▶ [Tarefas a realizar]
#1 No texto sobre o Pó de Mulheres, altere o trecho de "A iniciativa partiu" até "desde o princípio.", trocando "extensionista" por "técnico".
#2 Resuma em duas frases o texto sobre o Pó de Mulheres.
#3 Retome o texto sobre as produtoras de café de Muqui a partir do ponto em que ele termina.

▶ [Texto fornecido]
**********

As mulheres sempre estiveram por trás da produção de café de qualidade. Enquanto os maridos cuidavam da lavoura, as esposas estavam nos terreiros, trabalhando a pós-colheita, etapa fundamental para garantir uma bebida mais refinada. Mas em Muqui, um grupo de mulheres assumiu a dianteira na produção de cafés especiais e criou uma marca própria: o Pó de Mulheres.
A iniciativa partiu da Cooperativa dos Cafeicultores do Sul do Estado do Espírito Santo (Cafesul), e conta com atuação direta do Instituto Capixaba de Pesquisa, Assistência Técnica e Extensão Rural (Incaper). “O Incaper é a ferramenta para trocar informações e fazê-las alcançar um objetivo: produzir cafés com bebidas espetaculares”, disse o extensionista do Incaper em Muqui, Tássio da Silva de Souza, que acompanha o grupo desde o princípio.

**********

▶ [Informações extraídas]
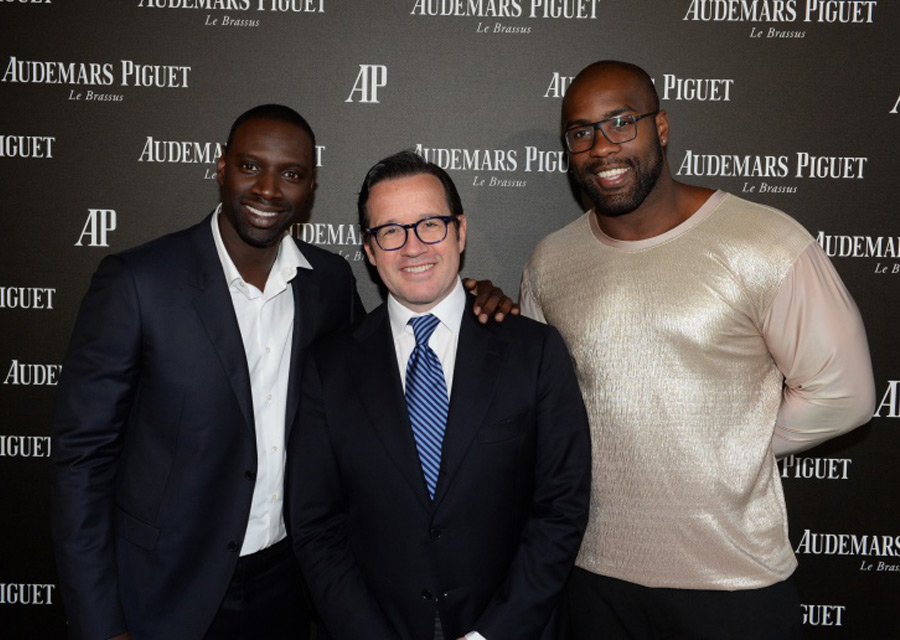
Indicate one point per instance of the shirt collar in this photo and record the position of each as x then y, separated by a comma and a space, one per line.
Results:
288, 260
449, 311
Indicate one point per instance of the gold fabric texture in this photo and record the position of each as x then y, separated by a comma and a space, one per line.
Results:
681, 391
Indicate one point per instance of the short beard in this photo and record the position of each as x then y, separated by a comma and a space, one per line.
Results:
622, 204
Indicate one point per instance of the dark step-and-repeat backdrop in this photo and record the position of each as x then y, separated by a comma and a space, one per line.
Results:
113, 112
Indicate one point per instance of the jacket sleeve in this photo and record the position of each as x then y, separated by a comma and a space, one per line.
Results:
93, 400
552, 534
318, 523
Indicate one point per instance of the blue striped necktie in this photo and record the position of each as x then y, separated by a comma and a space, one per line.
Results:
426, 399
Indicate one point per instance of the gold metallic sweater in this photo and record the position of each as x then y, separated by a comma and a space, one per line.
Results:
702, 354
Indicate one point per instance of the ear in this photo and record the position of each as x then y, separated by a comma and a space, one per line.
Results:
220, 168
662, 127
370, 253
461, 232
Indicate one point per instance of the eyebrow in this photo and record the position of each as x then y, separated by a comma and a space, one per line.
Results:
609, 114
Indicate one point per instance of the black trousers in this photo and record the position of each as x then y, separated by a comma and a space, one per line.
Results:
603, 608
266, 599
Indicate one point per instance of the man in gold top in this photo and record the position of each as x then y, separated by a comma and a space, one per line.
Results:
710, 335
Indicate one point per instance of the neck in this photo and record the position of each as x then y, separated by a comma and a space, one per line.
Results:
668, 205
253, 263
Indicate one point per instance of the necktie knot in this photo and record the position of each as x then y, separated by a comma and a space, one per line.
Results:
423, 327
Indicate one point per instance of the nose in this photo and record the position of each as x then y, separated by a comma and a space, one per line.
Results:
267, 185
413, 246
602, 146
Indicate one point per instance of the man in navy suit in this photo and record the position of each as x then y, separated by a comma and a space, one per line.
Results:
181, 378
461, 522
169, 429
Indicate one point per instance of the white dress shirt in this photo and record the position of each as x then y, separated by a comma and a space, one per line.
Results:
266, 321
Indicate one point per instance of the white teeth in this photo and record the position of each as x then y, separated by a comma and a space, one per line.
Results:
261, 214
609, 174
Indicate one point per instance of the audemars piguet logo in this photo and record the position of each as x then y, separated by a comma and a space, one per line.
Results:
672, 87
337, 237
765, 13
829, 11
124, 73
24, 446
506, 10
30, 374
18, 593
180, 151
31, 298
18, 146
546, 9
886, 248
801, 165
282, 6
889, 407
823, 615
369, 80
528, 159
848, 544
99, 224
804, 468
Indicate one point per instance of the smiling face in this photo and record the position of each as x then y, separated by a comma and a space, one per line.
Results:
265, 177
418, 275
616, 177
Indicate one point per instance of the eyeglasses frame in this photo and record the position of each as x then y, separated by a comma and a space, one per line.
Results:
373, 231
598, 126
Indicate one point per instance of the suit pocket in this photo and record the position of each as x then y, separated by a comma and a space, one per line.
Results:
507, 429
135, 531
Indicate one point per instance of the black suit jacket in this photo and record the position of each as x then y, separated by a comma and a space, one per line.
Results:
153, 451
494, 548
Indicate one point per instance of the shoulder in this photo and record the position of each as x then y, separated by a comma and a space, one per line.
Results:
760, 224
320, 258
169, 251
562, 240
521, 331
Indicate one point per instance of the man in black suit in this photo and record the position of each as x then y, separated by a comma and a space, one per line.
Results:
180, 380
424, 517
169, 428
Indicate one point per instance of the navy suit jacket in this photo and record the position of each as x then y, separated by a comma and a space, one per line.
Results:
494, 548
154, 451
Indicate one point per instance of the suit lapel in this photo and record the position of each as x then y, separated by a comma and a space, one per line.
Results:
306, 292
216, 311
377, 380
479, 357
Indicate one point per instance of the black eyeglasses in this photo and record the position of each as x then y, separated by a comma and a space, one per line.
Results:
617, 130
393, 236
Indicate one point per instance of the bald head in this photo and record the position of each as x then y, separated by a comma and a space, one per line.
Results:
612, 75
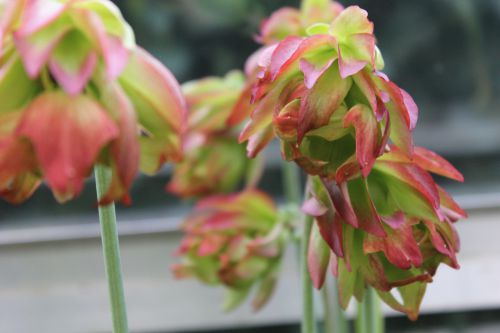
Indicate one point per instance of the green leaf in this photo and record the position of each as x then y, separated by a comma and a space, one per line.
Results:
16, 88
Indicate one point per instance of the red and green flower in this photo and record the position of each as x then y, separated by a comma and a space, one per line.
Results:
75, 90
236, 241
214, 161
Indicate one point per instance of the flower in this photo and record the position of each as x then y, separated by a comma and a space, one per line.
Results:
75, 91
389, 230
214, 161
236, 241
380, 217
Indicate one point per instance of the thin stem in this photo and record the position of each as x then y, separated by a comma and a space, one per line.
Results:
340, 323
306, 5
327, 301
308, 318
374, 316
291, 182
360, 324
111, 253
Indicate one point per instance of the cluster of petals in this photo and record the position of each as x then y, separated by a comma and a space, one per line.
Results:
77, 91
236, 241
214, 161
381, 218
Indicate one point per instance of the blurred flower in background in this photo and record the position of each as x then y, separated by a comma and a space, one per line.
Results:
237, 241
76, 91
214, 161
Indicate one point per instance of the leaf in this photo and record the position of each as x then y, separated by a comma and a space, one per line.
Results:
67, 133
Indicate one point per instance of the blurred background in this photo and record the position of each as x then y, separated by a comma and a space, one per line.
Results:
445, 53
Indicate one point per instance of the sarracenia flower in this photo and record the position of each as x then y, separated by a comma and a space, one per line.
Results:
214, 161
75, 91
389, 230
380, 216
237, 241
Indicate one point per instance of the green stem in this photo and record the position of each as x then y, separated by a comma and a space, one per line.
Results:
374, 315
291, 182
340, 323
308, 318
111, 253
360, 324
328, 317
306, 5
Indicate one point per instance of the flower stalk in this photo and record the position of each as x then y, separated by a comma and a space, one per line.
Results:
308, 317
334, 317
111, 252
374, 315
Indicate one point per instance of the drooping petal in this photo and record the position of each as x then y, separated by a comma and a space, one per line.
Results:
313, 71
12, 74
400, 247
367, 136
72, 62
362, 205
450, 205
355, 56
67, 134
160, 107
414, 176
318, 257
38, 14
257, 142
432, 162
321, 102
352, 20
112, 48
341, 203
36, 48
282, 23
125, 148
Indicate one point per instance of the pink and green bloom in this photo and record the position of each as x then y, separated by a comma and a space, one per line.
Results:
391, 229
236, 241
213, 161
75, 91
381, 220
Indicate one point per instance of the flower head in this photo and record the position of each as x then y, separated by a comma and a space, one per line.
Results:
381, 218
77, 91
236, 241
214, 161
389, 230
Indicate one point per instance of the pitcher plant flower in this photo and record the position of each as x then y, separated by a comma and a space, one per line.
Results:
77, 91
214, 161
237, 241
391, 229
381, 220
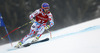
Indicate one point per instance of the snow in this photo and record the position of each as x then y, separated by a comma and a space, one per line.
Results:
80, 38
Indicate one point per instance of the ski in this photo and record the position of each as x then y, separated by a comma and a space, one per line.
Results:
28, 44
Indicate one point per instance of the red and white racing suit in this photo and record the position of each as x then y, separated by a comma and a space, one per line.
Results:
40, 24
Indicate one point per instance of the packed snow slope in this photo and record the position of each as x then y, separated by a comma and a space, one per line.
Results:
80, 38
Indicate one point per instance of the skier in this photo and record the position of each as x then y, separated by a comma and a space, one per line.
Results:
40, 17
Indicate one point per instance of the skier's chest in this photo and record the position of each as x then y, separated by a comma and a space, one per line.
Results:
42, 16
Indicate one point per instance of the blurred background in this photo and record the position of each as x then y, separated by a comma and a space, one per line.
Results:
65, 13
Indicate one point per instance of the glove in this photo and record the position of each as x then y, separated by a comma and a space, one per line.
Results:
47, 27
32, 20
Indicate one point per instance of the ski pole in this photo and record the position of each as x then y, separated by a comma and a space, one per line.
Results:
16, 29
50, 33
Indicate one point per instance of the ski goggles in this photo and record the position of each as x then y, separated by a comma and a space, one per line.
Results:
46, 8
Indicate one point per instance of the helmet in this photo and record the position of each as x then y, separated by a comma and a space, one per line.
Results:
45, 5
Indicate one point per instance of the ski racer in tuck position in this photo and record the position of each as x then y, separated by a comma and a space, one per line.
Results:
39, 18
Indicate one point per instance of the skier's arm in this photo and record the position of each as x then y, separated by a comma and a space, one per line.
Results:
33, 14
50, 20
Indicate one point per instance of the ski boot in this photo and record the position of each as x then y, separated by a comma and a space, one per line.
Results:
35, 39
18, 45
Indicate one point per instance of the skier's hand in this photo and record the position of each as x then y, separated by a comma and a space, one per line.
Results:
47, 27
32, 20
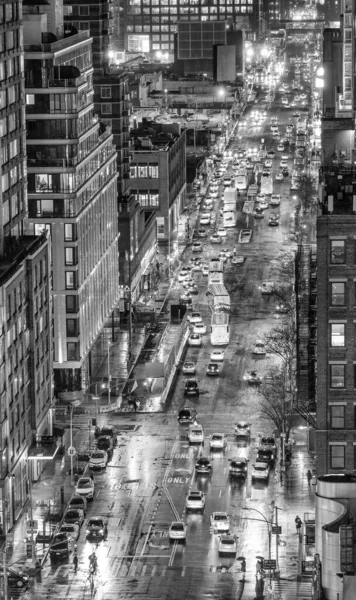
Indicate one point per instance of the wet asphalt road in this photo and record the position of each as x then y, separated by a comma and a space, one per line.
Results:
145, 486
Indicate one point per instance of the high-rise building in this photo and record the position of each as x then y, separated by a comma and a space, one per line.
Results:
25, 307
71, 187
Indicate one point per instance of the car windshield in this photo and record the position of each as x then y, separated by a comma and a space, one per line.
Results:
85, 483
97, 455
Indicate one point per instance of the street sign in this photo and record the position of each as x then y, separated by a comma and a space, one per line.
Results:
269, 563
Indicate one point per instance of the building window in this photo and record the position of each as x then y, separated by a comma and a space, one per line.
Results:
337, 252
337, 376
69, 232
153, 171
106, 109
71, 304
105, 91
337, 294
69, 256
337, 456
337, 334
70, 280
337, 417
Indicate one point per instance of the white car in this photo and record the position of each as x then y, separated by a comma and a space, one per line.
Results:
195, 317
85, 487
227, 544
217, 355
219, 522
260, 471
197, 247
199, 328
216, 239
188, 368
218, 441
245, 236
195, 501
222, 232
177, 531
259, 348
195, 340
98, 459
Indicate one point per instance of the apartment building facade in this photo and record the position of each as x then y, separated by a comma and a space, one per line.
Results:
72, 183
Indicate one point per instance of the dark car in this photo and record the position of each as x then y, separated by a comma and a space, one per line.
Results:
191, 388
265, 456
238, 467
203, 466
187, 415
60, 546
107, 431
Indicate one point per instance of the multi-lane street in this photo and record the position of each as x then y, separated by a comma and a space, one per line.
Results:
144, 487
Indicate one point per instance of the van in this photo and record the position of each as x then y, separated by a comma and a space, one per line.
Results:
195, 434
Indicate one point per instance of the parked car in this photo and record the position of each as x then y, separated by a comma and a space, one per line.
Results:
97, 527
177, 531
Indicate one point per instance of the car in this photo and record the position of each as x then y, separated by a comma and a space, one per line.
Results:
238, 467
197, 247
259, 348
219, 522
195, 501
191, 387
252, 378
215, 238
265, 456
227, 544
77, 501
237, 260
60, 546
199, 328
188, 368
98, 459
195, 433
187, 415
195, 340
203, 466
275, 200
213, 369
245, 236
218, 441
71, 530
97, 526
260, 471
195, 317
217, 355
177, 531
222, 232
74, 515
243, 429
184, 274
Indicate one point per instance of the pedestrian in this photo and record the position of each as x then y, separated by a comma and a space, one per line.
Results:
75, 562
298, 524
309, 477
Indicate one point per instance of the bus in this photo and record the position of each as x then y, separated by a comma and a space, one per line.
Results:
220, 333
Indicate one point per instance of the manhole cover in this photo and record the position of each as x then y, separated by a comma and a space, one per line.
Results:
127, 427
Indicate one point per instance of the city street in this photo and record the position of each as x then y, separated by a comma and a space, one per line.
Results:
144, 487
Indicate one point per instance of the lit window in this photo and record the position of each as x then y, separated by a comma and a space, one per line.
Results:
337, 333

**********

▶ [Respostas]
#1
A iniciativa partiu da Cooperativa dos Cafeicultores do Sul do Estado do Espírito Santo (Cafesul), e conta com atuação direta do Instituto Capixaba de Pesquisa, Assistência Técnica e Extensão Rural (Incaper). “O Incaper é a ferramenta para trocar informações e fazê-las alcançar um objetivo: produzir cafés com bebidas espetaculares”, disse o técnico do Incaper em Muqui, Tássio da Silva de Souza, que acompanha o grupo desde o princípio.

#2 Em Muqui, um grupo de mulheres, antes dedicadas à pós-colheita do café nos terreiros, assumiu a dianteira na produção de cafés especiais e criou a marca própria Pó de Mulheres. A iniciativa partiu da Cafesul e conta com a atuação direta do Incaper, cujo extensionista Tássio da Silva de Souza acompanha o grupo desde o princípio.

#3
Desde que foi criado, o Pó de Mulheres mudou a rotina de produção e a vida de muitas famílias de Muqui e municípios vizinhos. A cafeicultora Luciata Landi Benevenute Paggiani é uma das produtoras responsáveis pelo Pó de Mulheres e fala sobre a iniciativa.
“Eu colhia, secava, mexia o café no terreiro, adubava..., mas não sabia por que tinha que fazer aquilo. Hoje eu mudei a minha visão de lavoura. Se o Incaper fala: ‘café tem que ser nutrido’, eu já entendo. Sei da importância de fazer uma análise de solo. Eu sento com meu esposo e a gente vê juntos. Não é só ajudar o marido e pronto”, afirmou.
A experiência das mulheres cafeicultoras de Muqui recebeu a visita de uma comitiva da agricultura capixaba, por meio do projeto HorizontES em Extensão. Capitaneado pelo Incaper, o projeto levou representantes da Secretaria de Estado da Agricultura, Abastecimento, Aquicultura e Pesca (Seag), das Centrais de Abastecimento do Espírito Santo (Ceasa) e da Agência de Desenvolvimento das Micro e Pequenas Empresas e do Empreendedorismo (Aderes) para conhecerem o Pó de Mulheres.
Dona Ivone Machado Carrari, filha de cafeicultor, foi a anfitriã da comitiva. Casada há 34 anos com ‘Seu’ Eugênio, ela deixou as cores do artesanato para se dedicar aos sabores e aromas da cafeicultura familiar. “Eu sempre ajudei. Mas abandonei o artesanato, porque o café é muito melhor”, orgulha-se.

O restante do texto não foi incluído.